• **SET PROBLEM**
Copy each entry as it stands, leaving nothing out.

• • •

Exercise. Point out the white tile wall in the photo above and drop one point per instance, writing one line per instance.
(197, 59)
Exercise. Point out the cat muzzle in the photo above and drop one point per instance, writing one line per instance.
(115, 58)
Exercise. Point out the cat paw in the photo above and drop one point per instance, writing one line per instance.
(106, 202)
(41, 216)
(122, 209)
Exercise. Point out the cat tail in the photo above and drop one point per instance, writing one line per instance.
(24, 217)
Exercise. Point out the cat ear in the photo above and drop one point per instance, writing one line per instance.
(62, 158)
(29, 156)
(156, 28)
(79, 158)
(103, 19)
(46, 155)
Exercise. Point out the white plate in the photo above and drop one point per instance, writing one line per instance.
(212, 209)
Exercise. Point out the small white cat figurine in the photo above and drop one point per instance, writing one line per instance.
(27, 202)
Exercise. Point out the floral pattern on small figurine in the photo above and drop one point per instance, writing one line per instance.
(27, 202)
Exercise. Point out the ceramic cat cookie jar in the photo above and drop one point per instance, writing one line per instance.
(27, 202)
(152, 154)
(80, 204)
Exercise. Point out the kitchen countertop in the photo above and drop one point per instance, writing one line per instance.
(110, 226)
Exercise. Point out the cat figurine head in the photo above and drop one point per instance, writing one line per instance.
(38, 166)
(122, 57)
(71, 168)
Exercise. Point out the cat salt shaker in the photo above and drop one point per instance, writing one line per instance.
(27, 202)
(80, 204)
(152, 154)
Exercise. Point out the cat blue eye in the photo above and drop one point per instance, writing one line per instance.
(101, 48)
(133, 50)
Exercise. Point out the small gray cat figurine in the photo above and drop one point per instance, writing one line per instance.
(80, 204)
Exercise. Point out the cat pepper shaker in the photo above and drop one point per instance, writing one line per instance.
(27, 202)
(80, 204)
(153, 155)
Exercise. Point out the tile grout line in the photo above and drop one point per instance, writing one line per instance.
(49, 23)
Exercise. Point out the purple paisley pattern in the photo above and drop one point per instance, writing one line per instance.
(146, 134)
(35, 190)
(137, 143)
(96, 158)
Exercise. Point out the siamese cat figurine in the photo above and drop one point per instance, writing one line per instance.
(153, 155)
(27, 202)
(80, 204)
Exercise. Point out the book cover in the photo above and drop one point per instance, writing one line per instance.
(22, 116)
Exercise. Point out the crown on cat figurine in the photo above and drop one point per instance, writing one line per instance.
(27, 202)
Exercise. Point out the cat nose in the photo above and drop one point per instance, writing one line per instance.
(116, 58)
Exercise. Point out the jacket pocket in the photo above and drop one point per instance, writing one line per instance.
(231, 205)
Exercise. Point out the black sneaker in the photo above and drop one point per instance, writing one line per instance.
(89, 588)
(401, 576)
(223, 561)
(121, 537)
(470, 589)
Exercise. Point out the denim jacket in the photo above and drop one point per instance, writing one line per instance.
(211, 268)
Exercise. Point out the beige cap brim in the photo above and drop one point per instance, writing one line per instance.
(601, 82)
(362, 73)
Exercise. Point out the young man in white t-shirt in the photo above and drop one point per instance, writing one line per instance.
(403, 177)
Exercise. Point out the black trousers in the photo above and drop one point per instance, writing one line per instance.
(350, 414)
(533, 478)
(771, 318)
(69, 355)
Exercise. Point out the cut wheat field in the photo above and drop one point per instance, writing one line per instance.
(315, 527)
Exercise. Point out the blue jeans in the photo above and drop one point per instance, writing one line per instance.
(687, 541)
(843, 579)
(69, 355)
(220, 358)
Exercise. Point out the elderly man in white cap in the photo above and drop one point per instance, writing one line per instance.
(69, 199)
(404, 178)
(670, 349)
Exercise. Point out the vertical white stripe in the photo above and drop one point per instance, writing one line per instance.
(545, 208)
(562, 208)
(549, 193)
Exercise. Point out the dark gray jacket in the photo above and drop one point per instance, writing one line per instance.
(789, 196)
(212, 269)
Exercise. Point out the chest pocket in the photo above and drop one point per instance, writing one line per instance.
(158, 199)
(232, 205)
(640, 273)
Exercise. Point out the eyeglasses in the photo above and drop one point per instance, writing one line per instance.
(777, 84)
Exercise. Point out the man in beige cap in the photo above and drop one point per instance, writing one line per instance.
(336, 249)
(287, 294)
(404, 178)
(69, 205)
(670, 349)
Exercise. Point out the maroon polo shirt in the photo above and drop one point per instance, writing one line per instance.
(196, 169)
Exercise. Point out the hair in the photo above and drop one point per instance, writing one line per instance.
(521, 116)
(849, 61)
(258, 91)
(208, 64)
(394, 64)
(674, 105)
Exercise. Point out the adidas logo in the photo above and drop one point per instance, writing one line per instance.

• • •

• **WORKED ANSWER**
Exercise. Point out the white tile wall in the photo above and drop one point per instance, writing one line per instance.
(197, 59)
Exercise. Point out the cat muzzle in the photo above and drop one point per instance, writing one line per instance.
(115, 58)
Exercise. Point out the cat paw in the photo above and drop one point per instance, writing one line per instance.
(106, 202)
(41, 216)
(122, 209)
Exercise. Point out the cat tail in the photo above and drop one point per instance, writing one line per instance.
(24, 217)
Exercise. Point out the cat ear in the photo above and drop one point per instance, writing one line per instance.
(62, 158)
(29, 156)
(156, 28)
(79, 158)
(103, 19)
(46, 155)
Exercise. Point out the white plate in the photo above and drop one point per instance, writing one line per instance.
(212, 209)
Exercise. Point out the small white cat figurine in the photo above and drop one point per instance, writing one line per instance.
(27, 202)
Exercise. Point out the floral pattern on small figurine in the photo above and drop one point per instance, writing one line per instance.
(27, 202)
Exercise. Point out the ceramic cat cookie jar in the photo above and drop one point per instance, writing one line per instance.
(27, 202)
(152, 154)
(80, 204)
Exercise. Point out the kitchen countertop in the photo above and drop one point per instance, writing one line per instance.
(110, 226)
Exercise. Point out the cat figurine head in the photo above and drop one point per instance, writing one line per instance.
(38, 166)
(122, 57)
(71, 168)
Exercise. Point out the cat salt shaker in the photo above and drop one point per instance, writing one line per instance.
(27, 202)
(80, 204)
(152, 154)
Exercise. Point out the cat blue eye in the photo above and drop one point per instance, writing one line per instance.
(101, 48)
(133, 50)
Exercise. Point out the small gray cat figurine in the photo above and drop one point per instance, writing one line per instance.
(80, 204)
Exercise. Point out the cat pepper shaker in the photo above and drop one point per instance, writing one line per instance.
(27, 202)
(80, 204)
(153, 155)
Exercise. Point out the tile grout line in the photo above and drop one point per instance, writing one line per instance.
(49, 23)
Exercise. Point out the purple paisley pattern in the photo above and drop one point per instance, writing one line per instance.
(146, 134)
(35, 190)
(137, 143)
(96, 158)
Exercise. Point out the siamese cat figurine in the photo above and drop one point per instance, writing one line per instance.
(153, 155)
(27, 202)
(80, 204)
Exercise. Point out the book cover in the photo above and drop one point per instance, writing one line per instance.
(22, 116)
Exercise. Point out the crown on cat figurine in the photo above and drop one point per instance, writing one line per instance.
(27, 202)
Exercise. Point out the cat nose in the photo above and drop one point per instance, writing one line per instance.
(116, 58)
Exercise. Point out the jacket pocket in the photo above and drop one point per instance, writing one line per instance.
(231, 205)
Exercise. Point out the black sneaker in the photo above and drop one point per instance, writing one line per instance.
(89, 588)
(401, 576)
(223, 561)
(121, 537)
(470, 589)
Exercise. Point out the denim jacket in the photo above and drop one point per instance, writing one line per instance.
(211, 268)
Exercise. Point out the beige cap brim in the photo above and drop one point per instance, writing one line per instance.
(601, 82)
(362, 73)
Exercise. Point out the young man in white t-shirt in the photo above and drop one point per instance, writing one line per instance.
(403, 177)
Exercise. Point out the black trousers in the photo above and drop one point per instance, writing one line per instance.
(350, 414)
(533, 478)
(771, 318)
(69, 355)
Exercise. Point out the cut wheat field in the photo above and drop one point per instance, writing one line per instance.
(315, 527)
Exercise. Point out the blue jeans in the photo above and drop one point per instance, writing one line per instance.
(687, 541)
(843, 579)
(69, 355)
(220, 358)
Exercise. Point out the elderly man in white cap in the photo above and drop one point per instance, writing one line per instance.
(69, 199)
(404, 178)
(670, 349)
Exercise. Point out the vertical white stripe in the photo above and drop one point per instance, writing one line per instance.
(545, 208)
(562, 208)
(549, 193)
Exercise. Point out the dark gray jacket in the photo above and drop one point per instance, writing one line per instance.
(789, 196)
(212, 269)
Exercise. Point out the chest pocket in the photo above and drop one point per instance, writing one line per instance.
(158, 199)
(232, 205)
(640, 273)
Exercise. Point out the eyeglasses in the photo above and drop one point per instance, writing one line per instance.
(777, 84)
Exercise. Point out the man in beige cap in the photo above and drop one point per instance, writing one line per instance.
(336, 249)
(287, 294)
(404, 178)
(69, 205)
(670, 349)
Exercise. Point out the maroon polo shirt in the photo above and drop one point per instance, writing one line per instance.
(196, 169)
Exercise. Point out the hair in the photo above and drop one point per instance, writing one line per instance.
(521, 116)
(849, 61)
(258, 91)
(208, 64)
(394, 64)
(674, 105)
Exercise. Point out the adidas logo in the photo above and drop one point per instance, writing one line per instance.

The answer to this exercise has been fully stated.